#### AVAILABLE DATA ####
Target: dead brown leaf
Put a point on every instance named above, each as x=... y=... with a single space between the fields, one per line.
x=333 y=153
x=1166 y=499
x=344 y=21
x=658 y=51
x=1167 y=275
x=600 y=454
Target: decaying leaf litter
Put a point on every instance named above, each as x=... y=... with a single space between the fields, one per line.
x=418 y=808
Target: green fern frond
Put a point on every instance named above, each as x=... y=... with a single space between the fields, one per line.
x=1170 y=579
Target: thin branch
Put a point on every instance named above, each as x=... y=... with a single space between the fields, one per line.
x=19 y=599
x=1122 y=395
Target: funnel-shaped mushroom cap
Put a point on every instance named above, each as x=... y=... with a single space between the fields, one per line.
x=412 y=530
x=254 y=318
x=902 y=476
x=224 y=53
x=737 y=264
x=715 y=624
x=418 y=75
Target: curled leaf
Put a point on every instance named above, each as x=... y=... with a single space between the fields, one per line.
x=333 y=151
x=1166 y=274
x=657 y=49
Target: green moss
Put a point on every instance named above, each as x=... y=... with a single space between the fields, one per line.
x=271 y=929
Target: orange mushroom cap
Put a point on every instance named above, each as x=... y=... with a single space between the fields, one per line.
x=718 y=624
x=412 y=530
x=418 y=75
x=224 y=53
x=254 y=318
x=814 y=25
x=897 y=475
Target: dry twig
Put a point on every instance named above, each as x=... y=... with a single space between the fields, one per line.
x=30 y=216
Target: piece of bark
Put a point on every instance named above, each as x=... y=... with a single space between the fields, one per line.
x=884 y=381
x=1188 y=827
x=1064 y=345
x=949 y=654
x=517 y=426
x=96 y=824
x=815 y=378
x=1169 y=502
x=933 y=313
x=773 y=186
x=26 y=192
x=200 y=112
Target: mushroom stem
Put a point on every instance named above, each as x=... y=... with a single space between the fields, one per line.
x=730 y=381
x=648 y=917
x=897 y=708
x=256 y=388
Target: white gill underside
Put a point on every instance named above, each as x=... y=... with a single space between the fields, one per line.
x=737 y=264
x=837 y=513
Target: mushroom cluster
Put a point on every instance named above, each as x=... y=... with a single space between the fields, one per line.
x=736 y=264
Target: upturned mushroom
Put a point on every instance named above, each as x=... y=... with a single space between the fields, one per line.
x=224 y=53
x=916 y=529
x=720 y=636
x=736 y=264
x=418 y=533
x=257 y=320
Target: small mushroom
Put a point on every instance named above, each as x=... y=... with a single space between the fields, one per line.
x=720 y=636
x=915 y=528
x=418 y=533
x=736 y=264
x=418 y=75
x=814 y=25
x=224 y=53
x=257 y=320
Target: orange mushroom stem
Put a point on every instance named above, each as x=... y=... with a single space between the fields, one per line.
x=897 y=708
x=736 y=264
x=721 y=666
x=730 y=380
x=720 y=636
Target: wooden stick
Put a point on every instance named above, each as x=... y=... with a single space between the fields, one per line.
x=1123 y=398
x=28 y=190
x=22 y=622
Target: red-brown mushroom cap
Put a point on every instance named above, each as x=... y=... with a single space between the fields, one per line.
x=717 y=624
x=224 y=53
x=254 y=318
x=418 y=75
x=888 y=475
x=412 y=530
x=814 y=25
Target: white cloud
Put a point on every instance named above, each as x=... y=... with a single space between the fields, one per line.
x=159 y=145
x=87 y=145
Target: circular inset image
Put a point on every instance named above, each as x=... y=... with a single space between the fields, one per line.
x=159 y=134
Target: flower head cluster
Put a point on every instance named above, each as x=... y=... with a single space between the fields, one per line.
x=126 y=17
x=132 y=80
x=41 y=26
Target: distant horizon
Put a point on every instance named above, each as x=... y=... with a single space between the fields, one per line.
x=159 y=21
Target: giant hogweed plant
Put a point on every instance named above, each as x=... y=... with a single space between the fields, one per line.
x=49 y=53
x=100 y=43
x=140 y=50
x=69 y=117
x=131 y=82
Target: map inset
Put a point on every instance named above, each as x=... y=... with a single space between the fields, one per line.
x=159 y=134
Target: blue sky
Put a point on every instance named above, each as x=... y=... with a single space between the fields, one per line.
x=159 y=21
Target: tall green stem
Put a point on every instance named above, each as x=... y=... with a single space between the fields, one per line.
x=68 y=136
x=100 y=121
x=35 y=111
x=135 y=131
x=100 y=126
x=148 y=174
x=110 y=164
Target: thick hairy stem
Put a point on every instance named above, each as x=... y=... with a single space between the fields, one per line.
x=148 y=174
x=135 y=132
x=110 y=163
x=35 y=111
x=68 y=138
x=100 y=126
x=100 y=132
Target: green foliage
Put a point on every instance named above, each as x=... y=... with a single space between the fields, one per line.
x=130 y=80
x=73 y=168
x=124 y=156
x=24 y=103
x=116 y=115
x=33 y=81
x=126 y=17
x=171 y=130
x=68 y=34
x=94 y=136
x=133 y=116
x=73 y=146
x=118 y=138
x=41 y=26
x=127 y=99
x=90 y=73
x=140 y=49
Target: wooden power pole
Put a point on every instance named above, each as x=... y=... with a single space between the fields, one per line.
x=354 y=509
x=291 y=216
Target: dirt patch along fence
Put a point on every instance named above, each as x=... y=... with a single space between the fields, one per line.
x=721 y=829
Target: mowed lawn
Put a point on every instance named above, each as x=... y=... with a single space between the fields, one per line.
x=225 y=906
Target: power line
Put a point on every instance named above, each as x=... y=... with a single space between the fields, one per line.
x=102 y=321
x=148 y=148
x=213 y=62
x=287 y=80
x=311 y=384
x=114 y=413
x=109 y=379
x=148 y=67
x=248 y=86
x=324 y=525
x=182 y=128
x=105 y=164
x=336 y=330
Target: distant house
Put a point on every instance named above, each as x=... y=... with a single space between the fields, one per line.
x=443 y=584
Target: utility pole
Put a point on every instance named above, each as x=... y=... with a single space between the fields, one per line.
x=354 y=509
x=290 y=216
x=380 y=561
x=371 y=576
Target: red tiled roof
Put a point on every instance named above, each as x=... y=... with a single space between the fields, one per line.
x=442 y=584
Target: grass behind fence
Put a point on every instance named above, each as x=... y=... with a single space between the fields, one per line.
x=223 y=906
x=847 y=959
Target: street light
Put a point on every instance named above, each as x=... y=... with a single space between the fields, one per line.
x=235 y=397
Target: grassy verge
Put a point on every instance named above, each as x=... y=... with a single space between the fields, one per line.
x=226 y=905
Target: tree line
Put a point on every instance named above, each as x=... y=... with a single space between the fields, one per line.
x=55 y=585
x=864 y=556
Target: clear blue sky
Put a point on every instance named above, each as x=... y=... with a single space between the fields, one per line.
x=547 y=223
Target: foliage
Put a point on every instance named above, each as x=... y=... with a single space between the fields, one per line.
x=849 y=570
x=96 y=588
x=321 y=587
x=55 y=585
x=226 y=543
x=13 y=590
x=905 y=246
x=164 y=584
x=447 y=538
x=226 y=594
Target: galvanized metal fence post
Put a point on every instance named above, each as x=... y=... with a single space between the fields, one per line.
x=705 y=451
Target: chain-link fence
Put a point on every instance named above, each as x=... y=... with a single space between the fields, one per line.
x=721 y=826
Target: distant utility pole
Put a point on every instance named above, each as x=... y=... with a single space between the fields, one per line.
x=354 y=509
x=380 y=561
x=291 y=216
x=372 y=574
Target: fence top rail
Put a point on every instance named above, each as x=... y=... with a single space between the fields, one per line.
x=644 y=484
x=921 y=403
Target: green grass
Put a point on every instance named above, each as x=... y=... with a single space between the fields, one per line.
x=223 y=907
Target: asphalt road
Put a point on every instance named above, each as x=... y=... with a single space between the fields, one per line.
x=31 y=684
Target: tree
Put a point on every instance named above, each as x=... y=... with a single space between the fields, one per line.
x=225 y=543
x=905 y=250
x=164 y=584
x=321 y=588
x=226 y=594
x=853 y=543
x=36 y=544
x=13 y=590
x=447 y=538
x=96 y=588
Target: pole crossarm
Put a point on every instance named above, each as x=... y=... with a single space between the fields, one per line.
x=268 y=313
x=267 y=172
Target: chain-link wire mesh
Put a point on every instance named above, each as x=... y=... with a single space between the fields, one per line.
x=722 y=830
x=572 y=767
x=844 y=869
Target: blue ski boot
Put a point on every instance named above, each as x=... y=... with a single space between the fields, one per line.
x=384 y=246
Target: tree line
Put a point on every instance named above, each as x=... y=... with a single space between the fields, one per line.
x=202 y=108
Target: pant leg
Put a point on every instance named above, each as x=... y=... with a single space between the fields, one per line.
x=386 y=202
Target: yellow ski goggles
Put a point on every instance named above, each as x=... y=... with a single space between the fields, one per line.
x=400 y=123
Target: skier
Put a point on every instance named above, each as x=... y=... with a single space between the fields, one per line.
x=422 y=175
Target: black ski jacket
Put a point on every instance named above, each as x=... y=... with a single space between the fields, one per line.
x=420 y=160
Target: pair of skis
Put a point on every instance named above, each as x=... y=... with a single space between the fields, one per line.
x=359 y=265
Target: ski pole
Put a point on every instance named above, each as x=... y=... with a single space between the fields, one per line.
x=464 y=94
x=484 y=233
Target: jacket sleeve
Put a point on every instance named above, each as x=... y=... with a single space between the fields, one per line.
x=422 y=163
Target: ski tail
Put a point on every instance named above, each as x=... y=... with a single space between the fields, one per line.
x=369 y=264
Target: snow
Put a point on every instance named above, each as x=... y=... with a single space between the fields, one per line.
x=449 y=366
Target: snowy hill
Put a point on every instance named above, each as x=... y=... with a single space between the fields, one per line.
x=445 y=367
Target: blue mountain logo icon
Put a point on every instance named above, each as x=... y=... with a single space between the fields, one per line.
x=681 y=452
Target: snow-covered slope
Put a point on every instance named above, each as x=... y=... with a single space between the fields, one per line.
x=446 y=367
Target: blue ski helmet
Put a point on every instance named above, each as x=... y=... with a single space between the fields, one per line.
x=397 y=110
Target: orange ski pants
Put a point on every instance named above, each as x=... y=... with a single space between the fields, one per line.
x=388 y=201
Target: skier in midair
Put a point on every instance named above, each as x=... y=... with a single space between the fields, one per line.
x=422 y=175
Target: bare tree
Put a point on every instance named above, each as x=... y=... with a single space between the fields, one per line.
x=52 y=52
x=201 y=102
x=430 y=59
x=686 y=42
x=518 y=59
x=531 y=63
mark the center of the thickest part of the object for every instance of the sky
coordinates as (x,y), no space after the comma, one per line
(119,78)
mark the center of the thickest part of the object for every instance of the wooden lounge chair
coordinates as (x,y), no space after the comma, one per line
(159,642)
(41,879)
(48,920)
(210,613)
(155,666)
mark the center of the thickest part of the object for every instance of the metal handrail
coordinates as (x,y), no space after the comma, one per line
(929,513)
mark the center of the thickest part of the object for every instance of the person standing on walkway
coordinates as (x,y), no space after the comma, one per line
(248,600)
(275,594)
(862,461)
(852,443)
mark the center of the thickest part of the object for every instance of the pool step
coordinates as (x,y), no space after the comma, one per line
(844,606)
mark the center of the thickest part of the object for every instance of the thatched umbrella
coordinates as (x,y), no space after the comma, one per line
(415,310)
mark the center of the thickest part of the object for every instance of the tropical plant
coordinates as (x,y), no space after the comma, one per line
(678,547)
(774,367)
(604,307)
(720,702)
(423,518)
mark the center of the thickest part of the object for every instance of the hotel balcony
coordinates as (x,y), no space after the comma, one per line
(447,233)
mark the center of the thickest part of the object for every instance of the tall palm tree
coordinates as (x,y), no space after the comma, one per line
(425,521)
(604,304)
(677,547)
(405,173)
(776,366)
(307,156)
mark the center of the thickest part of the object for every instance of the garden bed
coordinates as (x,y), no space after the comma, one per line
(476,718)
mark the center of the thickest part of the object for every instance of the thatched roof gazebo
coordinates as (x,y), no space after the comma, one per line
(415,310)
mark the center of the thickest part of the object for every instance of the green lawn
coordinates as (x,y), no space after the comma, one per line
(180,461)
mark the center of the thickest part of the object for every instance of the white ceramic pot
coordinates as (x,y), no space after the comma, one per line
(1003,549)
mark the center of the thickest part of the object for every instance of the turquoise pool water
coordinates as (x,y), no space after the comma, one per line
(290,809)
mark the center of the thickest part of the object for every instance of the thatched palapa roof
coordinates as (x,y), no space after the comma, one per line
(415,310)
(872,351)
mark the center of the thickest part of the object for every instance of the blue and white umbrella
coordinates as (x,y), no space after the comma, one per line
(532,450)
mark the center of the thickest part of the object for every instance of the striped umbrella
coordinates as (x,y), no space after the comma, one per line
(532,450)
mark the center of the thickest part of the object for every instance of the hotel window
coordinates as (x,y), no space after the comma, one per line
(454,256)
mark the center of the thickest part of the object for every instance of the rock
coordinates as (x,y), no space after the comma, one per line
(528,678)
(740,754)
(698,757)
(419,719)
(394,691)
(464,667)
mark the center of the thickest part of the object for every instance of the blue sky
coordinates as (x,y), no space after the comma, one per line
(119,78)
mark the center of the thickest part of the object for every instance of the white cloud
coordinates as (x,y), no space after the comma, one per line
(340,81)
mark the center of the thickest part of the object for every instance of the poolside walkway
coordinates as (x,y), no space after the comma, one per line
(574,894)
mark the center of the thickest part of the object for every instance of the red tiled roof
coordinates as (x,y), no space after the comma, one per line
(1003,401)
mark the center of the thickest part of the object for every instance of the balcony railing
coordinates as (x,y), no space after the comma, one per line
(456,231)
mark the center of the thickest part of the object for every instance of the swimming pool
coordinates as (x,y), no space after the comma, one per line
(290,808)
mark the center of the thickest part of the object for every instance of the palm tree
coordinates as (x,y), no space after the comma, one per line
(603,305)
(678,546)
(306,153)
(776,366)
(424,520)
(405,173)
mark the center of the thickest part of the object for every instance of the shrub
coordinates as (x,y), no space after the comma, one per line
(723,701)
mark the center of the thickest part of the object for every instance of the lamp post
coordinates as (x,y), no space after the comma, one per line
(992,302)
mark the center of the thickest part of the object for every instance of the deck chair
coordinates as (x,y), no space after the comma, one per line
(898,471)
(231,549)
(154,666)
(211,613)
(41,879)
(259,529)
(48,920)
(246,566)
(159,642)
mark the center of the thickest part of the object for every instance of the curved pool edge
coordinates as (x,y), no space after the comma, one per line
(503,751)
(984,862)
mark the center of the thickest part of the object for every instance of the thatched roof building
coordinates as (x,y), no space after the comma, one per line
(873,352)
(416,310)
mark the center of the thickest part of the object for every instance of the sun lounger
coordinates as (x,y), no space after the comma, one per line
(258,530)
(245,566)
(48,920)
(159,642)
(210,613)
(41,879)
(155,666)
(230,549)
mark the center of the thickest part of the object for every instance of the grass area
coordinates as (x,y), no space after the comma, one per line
####
_PROBLEM REQUIREMENTS:_ Copy out word for word the lines above, starting with the line that contains "the grass area" and going on through the end of the items.

_OUTPUT OF THE EXERCISE:_
mark the center of the thickest part of the object for every instance of the grass area
coordinates as (x,y), no space after the comma, one per line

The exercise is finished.